- **Task set**:
1) Repeat word for word the portion of the income tax passage below that begins at the words "Section 44AD allows" and stops after "as taxable income.".
2) Continue the income tax passage below, not the listing, starting after its last sentence.

- **Reading passage**:
Individuals, HUFs, and non-audit cases: 31 July 2026 and 31 August 2026 as the case. Audit cases (businesses/professionals): 31 October 2026. Companies with transfer pricing: 30 November 2026. Belated ITR (with Section 234F fee): up to 31 December 2026. Revised ITR to correct errors: up to 31 December 2026.

Section 234F levies Rs.5,000 if total income exceeds Rs.5 lakh, and Rs.1,000 if total income is Rs.5 lakh or below. This is in addition to interest under Section 234A on outstanding tax. If income is below the basic exemption limit (Rs.2.5L old regime, Rs.4L new regime), no 234F fee applies — but filing is still recommended for TDS refund and loss carry-forward.

For property sold after 23 July 2024: LTCG (held > 24 months) is taxed at 12.5% without indexation. For property acquired before 23 July 2024: the taxpayer can choose between 12.5% without indexation or 20% with indexation using the CII (CII for FY 2025-26 is 376) — whichever results in lower tax. STCG (held 24 months or less) is taxed at slab rates. Section 54 reinvestment exemption is available to reduce LTCG liability.

AIS (Annual Information Statement) is the tax department's comprehensive information record for your PAN — capturing TDS credits, dividends, interest from all bank accounts, mutual fund and share transactions, real estate purchases, foreign remittances, and more. The department's scrutiny algorithms are entirely AIS-driven. Any income visible in AIS that is not disclosed in your ITR is a high-risk trigger for a Section 148 (income escape assessment) notice.

Section 44AD allows eligible small businesses (not specified professionals) with annual turnover up to Rs.3 crore to declare 8% of turnover as net income (6% for digital receipts), without maintaining detailed books or undergoing tax audit. Section 44ADA applies to specified professionals (doctors, engineers, lawyers, CAs, architects) with gross receipts up to Rs.75 lakh — declaring 50% of receipts as taxable income.

Marginal relief prevents disproportionate tax for incomes slightly above the Rs.12 lakh rebate threshold. If taxable income is, say, Rs.12.10 lakh, the tax without marginal relief would be Rs.70,500 (slab computation). Marginal relief caps the actual tax payable at the income exceeding Rs.12 lakh — i.e., Rs.10,000. This prevents the effective tax rate from exceeding 100% on the marginal income above the threshold.

- **Raw data**:
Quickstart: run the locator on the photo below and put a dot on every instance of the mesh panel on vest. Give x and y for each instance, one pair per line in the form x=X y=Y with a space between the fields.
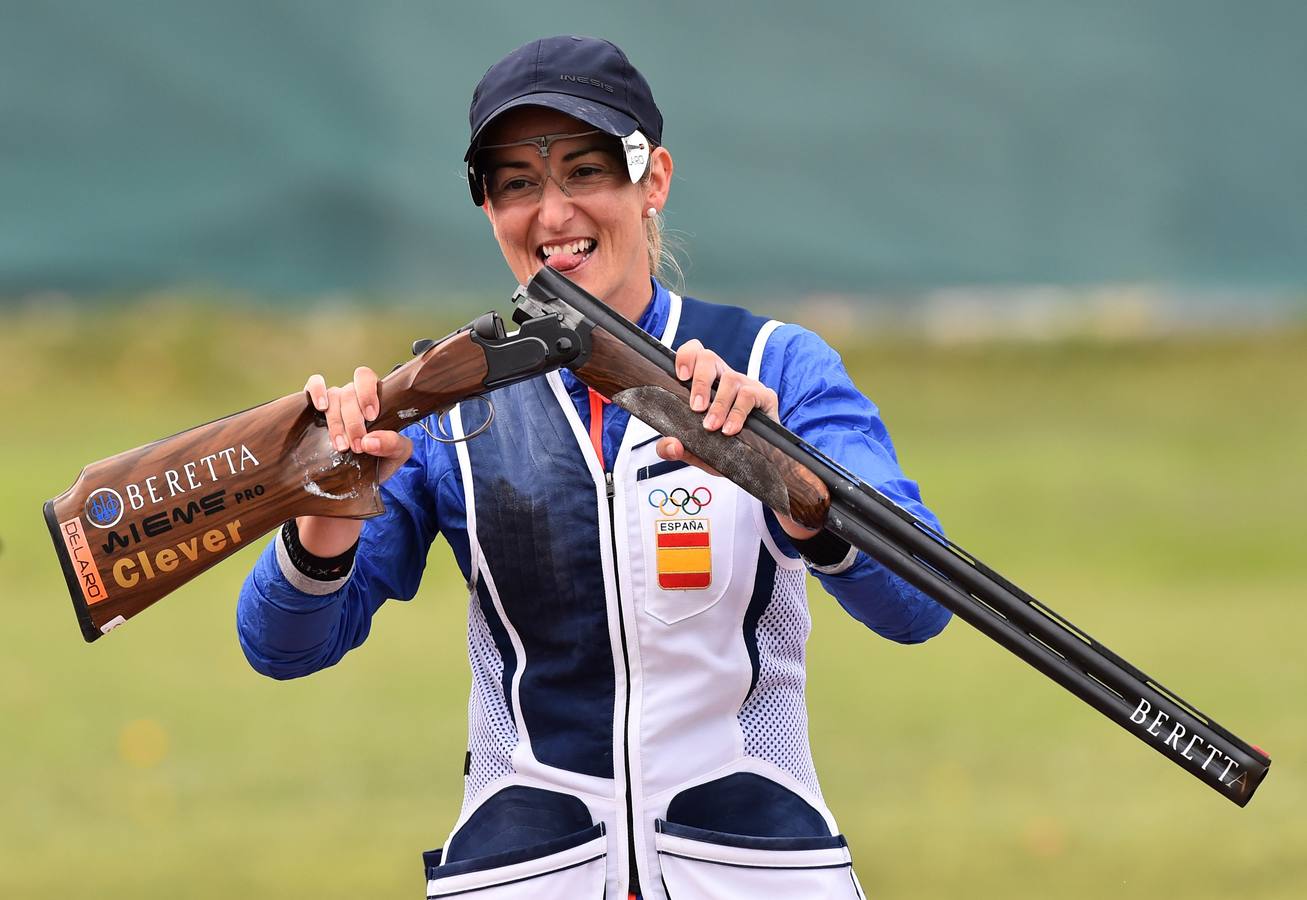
x=775 y=716
x=492 y=730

- **The answers**:
1)
Section 44AD allows eligible small businesses (not specified professionals) with annual turnover up to Rs.3 crore to declare 8% of turnover as net income (6% for digital receipts), without maintaining detailed books or undergoing tax audit. Section 44ADA applies to specified professionals (doctors, engineers, lawyers, CAs, architects) with gross receipts up to Rs.75 lakh — declaring 50% of receipts as taxable income.

2)
Yes. A revised return under Section 139(5) can be filed to correct errors, add missed income, claim additional deductions, or switch ITR form — up to 31 December 2026 for AY 2026-27. There is no limit on the number of revisions before the deadline. The last revised return replaces the previous one. If a notice has been received under Section 143(1)/143(2) before revision, inform us so the revision is filed strategically.

Section 80C (old regime only) allows up to Rs.1.5 lakh deduction for: LIC and other life insurance premiums, EPF employee contribution, PPF contributions, 5-year bank or post office tax-saving FDs, NSC (National Savings Certificate), ELSS mutual funds (3-year lock-in), principal repayment of home loan, ULIP premiums, Sukanya Samriddhi Yojana contributions, and tuition fees for up to two children.

Section 54: LTCG from sale of residential property — reinvested in one new residential house (purchased 1 year before or 2 years after sale, or constructed within 3 years) — exempt proportionately. Section 54F: LTCG from any capital asset other than residential property — entire net consideration reinvested in one new residential house — exempt in full. Section 54EC: LTCG from any long-term asset — reinvested in NHAI or REC bonds within 6 months — exempt up to Rs.50 lakh per financial year.

Equity-oriented funds (equity > 65%): STCG held up to 12 months — 20% under Section 111A. LTCG held over 12 months — 12.5% above Rs.1.25 lakh annual exemption under Section 112A. Debt mutual funds (non-equity): Both STCG and LTCG are taxed at applicable slab rates — the 20% with indexation benefit for debt MFs was removed from FY 2023-24.

Freelance income (writing, design, programming, consulting) is taxed as 'Profits and Gains from Business or Profession.' For gross receipts up to Rs.75 lakh, Section 44ADA presumptive taxation is available — declaring 50% of receipts as income without detailed books. Above Rs.75 lakh, detailed accounts are required and a Section 44AB tax audit is mandatory. Freelancers can claim business expenses (internet, equipment, workspace, software) against gross income.

Rental income is assessed under 'Income from House Property.' Gross annual rent minus municipal taxes paid = Net Annual Value (NAV). From NAV, a standard deduction of 30% is allowed (no proof required). For let-out property, home loan interest is fully deductible with no Rs.2 lakh cap (the cap applies only to self-occupied property). Net house property loss up to Rs.2 lakh per year can be set off against other income.

Advance tax is payable in four instalments: 15% by 15 June, 45% by 15 September, 75% by 15 December, and 100% by 15 March. It applies when estimated tax liability (after TDS credit) exceeds Rs.10,000 for the year. Under the new tax regime, the zero-tax threshold of Rs.12L (Rs.12.75L salaried) means many previously liable taxpayers no longer need to pay advance tax — a significant simplification.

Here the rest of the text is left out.